[Dataset excerpts]
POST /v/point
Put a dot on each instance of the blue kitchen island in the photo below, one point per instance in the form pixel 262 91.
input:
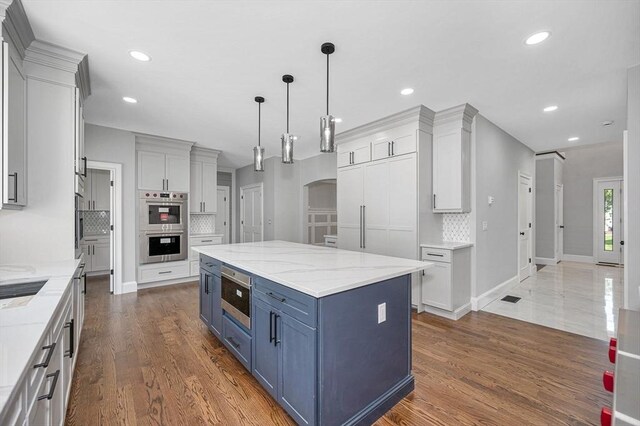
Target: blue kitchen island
pixel 326 332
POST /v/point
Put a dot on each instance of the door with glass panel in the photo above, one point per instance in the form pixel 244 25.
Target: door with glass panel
pixel 608 218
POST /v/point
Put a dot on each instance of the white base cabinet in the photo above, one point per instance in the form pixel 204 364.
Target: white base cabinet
pixel 447 285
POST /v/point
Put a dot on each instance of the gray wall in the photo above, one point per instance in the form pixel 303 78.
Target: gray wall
pixel 545 201
pixel 632 184
pixel 499 157
pixel 581 166
pixel 118 146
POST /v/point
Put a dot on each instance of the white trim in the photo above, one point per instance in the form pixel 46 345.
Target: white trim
pixel 242 190
pixel 478 303
pixel 129 287
pixel 116 261
pixel 455 315
pixel 577 258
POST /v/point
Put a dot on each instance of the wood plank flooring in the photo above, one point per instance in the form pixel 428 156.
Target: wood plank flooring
pixel 147 359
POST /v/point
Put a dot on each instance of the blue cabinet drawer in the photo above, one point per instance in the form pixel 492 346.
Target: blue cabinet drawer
pixel 294 303
pixel 237 340
pixel 210 265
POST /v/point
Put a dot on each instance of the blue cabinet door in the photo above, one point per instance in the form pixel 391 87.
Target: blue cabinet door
pixel 297 378
pixel 215 293
pixel 205 299
pixel 265 352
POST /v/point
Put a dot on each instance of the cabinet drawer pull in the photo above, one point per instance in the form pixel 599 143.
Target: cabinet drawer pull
pixel 53 386
pixel 279 299
pixel 51 348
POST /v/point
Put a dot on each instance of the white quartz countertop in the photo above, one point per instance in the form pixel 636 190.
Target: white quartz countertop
pixel 22 327
pixel 315 270
pixel 448 245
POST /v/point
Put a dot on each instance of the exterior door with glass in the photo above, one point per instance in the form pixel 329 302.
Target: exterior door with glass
pixel 608 220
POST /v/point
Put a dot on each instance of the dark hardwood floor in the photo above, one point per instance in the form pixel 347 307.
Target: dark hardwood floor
pixel 146 358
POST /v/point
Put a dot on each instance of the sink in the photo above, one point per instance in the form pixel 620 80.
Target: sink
pixel 10 291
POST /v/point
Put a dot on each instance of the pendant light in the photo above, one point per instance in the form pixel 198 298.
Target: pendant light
pixel 287 138
pixel 258 151
pixel 327 122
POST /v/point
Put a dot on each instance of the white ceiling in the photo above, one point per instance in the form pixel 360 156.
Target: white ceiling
pixel 211 58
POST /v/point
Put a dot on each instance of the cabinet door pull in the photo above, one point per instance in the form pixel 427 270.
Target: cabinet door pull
pixel 53 386
pixel 279 299
pixel 271 338
pixel 15 187
pixel 51 348
pixel 276 340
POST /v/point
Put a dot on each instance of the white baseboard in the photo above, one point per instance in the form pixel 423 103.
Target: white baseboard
pixel 167 282
pixel 129 287
pixel 487 297
pixel 545 261
pixel 455 315
pixel 577 258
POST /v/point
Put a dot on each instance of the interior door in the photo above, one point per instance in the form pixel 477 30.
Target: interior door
pixel 559 222
pixel 251 214
pixel 524 226
pixel 608 220
pixel 222 216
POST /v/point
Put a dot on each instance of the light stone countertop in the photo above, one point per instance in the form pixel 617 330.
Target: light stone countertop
pixel 314 270
pixel 22 327
pixel 447 245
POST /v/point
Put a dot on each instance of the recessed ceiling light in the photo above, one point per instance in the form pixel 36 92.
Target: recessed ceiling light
pixel 537 38
pixel 141 56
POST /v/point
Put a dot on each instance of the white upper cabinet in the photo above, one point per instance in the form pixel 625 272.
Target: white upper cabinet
pixel 452 159
pixel 163 165
pixel 204 181
pixel 14 147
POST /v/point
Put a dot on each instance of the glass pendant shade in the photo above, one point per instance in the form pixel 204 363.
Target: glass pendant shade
pixel 258 159
pixel 327 134
pixel 287 148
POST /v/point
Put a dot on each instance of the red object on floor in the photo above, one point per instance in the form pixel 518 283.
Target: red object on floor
pixel 612 354
pixel 605 416
pixel 607 380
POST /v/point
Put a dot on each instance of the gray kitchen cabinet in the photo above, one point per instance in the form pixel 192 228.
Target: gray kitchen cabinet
pixel 14 146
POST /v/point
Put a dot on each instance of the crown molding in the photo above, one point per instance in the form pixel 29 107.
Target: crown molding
pixel 461 114
pixel 16 25
pixel 54 56
pixel 419 114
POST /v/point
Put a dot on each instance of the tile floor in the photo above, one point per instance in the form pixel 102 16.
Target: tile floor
pixel 576 297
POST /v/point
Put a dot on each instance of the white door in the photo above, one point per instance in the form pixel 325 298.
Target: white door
pixel 524 226
pixel 251 213
pixel 608 216
pixel 559 222
pixel 222 216
pixel 210 187
pixel 349 206
pixel 177 173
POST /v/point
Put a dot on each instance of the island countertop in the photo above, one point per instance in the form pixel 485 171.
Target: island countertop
pixel 314 270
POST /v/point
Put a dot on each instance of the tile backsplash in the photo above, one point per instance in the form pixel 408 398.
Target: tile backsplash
pixel 456 227
pixel 96 222
pixel 202 224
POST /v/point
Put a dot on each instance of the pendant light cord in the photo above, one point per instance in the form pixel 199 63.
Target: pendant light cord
pixel 327 84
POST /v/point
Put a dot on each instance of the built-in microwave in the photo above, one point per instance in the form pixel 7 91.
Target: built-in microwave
pixel 163 247
pixel 163 211
pixel 236 295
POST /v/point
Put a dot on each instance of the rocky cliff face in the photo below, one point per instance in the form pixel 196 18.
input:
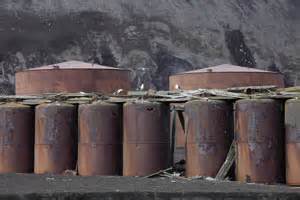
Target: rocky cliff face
pixel 155 38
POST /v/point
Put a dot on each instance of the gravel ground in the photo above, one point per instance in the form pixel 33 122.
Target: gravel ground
pixel 30 186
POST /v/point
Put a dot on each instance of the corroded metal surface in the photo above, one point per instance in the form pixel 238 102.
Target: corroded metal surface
pixel 292 139
pixel 259 133
pixel 146 146
pixel 225 76
pixel 179 151
pixel 208 128
pixel 16 138
pixel 100 139
pixel 55 138
pixel 72 76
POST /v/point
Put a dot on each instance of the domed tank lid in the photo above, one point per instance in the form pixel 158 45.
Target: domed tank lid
pixel 227 68
pixel 74 65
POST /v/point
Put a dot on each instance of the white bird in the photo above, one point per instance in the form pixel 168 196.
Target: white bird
pixel 142 86
pixel 177 87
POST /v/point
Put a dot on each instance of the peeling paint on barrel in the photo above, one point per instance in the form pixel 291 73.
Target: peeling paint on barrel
pixel 292 139
pixel 209 129
pixel 100 139
pixel 16 138
pixel 259 134
pixel 146 146
pixel 55 138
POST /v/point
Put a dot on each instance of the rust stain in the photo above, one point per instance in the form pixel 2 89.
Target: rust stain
pixel 225 76
pixel 259 134
pixel 209 129
pixel 100 139
pixel 16 138
pixel 146 146
pixel 292 138
pixel 55 138
pixel 72 76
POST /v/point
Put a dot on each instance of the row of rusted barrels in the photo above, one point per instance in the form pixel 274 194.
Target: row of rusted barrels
pixel 95 139
pixel 134 139
pixel 267 140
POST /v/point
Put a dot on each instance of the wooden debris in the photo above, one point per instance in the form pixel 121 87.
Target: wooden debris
pixel 223 172
pixel 158 172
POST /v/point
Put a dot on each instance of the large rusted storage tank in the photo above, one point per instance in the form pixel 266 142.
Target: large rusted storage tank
pixel 146 139
pixel 72 76
pixel 209 126
pixel 292 139
pixel 225 76
pixel 259 135
pixel 100 139
pixel 55 138
pixel 16 138
pixel 220 77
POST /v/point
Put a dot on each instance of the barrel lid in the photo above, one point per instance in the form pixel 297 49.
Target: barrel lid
pixel 74 65
pixel 225 68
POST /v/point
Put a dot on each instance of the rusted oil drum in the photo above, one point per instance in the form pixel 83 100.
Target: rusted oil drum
pixel 100 139
pixel 72 76
pixel 292 139
pixel 16 138
pixel 179 151
pixel 259 135
pixel 209 126
pixel 146 139
pixel 55 138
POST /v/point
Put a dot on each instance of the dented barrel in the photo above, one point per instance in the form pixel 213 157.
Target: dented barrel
pixel 16 138
pixel 100 139
pixel 146 145
pixel 55 138
pixel 292 139
pixel 208 128
pixel 259 135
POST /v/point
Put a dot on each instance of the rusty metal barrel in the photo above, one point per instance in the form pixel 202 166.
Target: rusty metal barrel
pixel 292 139
pixel 100 139
pixel 55 138
pixel 146 139
pixel 209 126
pixel 16 138
pixel 259 136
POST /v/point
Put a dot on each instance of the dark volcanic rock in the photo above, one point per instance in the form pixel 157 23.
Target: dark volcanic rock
pixel 155 38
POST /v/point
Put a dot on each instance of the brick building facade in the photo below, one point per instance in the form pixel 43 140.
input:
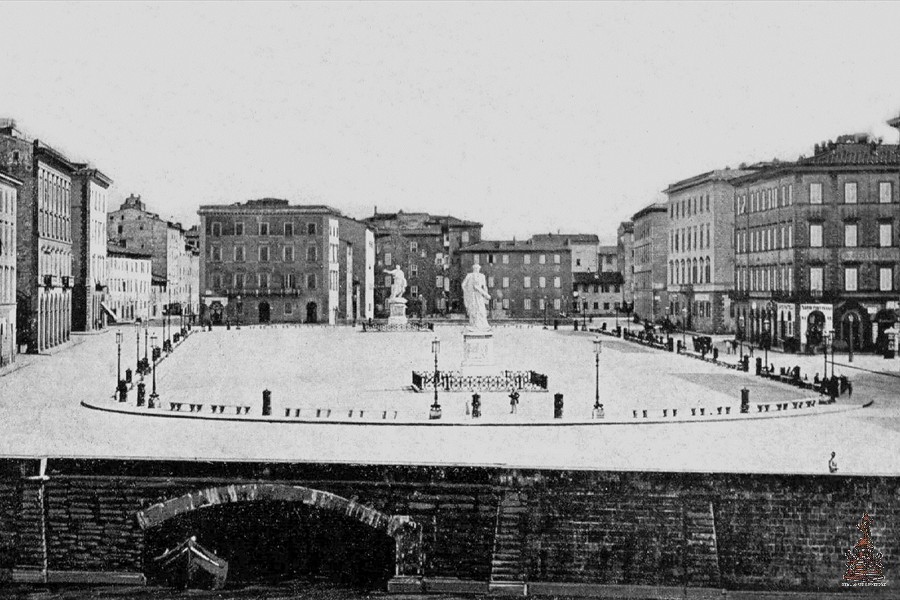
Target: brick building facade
pixel 816 246
pixel 134 227
pixel 526 279
pixel 650 254
pixel 701 251
pixel 9 190
pixel 267 261
pixel 43 240
pixel 427 248
pixel 89 205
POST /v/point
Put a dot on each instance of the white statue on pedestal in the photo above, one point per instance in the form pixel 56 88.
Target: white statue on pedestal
pixel 398 284
pixel 476 298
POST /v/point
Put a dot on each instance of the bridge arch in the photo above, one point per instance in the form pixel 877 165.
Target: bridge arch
pixel 406 533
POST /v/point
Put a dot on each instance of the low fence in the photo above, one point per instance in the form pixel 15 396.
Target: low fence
pixel 455 381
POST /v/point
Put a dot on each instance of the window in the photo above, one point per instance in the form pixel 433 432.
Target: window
pixel 815 193
pixel 850 235
pixel 885 234
pixel 850 192
pixel 885 192
pixel 850 279
pixel 816 275
pixel 815 235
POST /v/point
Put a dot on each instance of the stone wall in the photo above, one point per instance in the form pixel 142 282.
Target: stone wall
pixel 586 528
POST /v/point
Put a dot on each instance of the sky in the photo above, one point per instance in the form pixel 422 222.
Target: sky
pixel 528 118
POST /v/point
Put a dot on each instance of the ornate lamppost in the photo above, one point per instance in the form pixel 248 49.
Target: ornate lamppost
pixel 154 397
pixel 119 361
pixel 598 408
pixel 435 412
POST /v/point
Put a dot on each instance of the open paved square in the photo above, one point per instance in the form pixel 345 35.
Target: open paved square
pixel 343 369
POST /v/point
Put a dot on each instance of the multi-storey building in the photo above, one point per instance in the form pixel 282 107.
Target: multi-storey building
pixel 608 259
pixel 597 293
pixel 625 259
pixel 427 248
pixel 268 261
pixel 128 273
pixel 89 205
pixel 701 251
pixel 816 246
pixel 139 229
pixel 650 251
pixel 9 189
pixel 43 238
pixel 584 248
pixel 526 279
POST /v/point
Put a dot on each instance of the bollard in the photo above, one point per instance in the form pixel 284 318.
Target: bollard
pixel 267 403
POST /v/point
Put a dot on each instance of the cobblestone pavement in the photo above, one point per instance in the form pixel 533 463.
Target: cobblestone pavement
pixel 343 368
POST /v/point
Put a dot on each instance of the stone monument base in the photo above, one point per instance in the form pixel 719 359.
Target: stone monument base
pixel 478 353
pixel 397 307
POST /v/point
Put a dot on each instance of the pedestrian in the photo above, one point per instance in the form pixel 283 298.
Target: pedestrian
pixel 513 402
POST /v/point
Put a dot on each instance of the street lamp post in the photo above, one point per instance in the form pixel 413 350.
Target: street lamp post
pixel 154 397
pixel 598 348
pixel 435 412
pixel 119 361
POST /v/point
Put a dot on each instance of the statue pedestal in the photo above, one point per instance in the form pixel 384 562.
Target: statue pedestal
pixel 397 307
pixel 478 353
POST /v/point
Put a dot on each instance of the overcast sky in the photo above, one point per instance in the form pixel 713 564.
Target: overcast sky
pixel 526 117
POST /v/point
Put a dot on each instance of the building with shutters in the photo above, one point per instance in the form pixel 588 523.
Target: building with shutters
pixel 526 279
pixel 816 247
pixel 427 247
pixel 267 261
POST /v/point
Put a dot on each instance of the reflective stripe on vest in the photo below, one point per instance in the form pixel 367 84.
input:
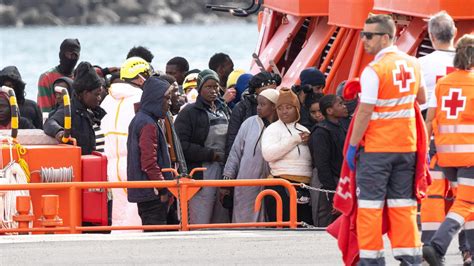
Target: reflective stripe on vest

[Given instruction]
Swap "Put a dot on" for "Place a marker on" in the entries from the beginning up to and including the line with "pixel 265 352". Reproduce those lines with no other changes, and omit the pictures.

[Worked answer]
POST /v/point
Place a marker on each instance of the blue kitchen island in the photo below, one point per instance in the form pixel 262 91.
input:
Target: blue kitchen island
pixel 326 332
POST /v/point
Place a marker on each instance of the door with glass panel in the photo above, one point per instance in the form pixel 244 25.
Target: door with glass panel
pixel 608 218
POST /v/point
Place a marker on each instance of the white base cabinet in the photo above, one point per instance in the form pixel 204 364.
Target: white base cabinet
pixel 447 285
POST /v/point
Place a marker on each instance of the gray wall in the photo above, one point per instance in the form pixel 303 78.
Target: gray wall
pixel 545 201
pixel 632 184
pixel 499 157
pixel 581 166
pixel 118 146
POST /v/point
Place a marker on each instance of the white trim in the photo above, one point per instance in the form pixel 46 345.
Target: white trim
pixel 242 190
pixel 478 303
pixel 129 287
pixel 116 261
pixel 455 315
pixel 577 258
POST /v/point
Place a marker on each instance of the wood plank flooring in the photo above, one point per instance in the form pixel 428 156.
Target: wood plank flooring
pixel 147 359
POST /v/point
Place a marker on each instance of the blue cabinet drawer in the photo above, one point per instance in the form pixel 492 346.
Target: blue cabinet drawer
pixel 294 303
pixel 237 340
pixel 210 265
POST /v/point
Place a marker on each instance of the blue cabinet door in the photo above, one point per instance in the form pixel 391 87.
Target: blue cabinet door
pixel 297 378
pixel 215 293
pixel 205 299
pixel 265 352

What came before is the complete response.